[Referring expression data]
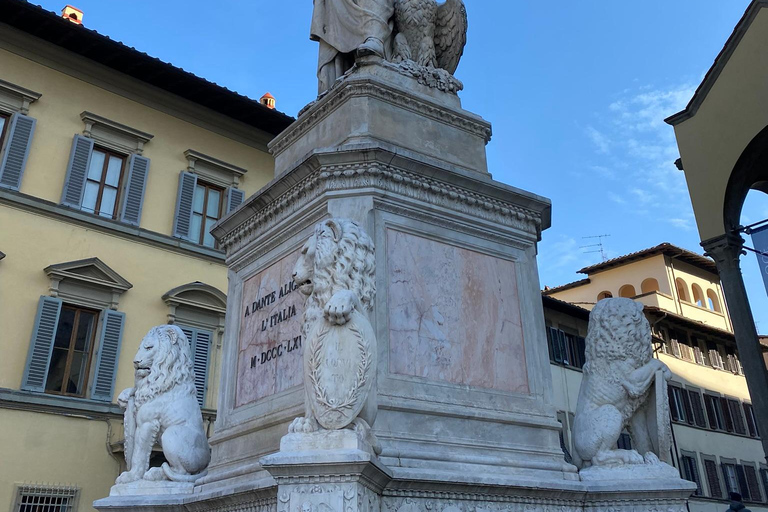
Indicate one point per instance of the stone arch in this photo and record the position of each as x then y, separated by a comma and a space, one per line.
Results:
698, 296
650, 285
713, 302
628, 291
749, 173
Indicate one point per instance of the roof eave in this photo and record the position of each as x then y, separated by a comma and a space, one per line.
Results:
719, 64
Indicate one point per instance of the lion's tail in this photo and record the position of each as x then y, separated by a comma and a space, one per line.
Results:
172, 475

--- Exercise objective ---
Since the copy should hold text only, set down each record exactly and leave the pictures out.

--- Solution to this task ---
Indicate one point per instance of the stone arch in this photo and record the position of each as x then y, separated by a comma and a space, one per line.
Results:
698, 296
650, 285
713, 302
628, 291
749, 173
Indicate one point per instance of the roof eave in this photo and record the position of each as x then y, separated by a comma and a space, one per line.
Results:
719, 64
Indicate one point per instance of the lion's tail in this photo and record the position of each as x then y, separated by a comma and a space, one per line.
Results:
172, 475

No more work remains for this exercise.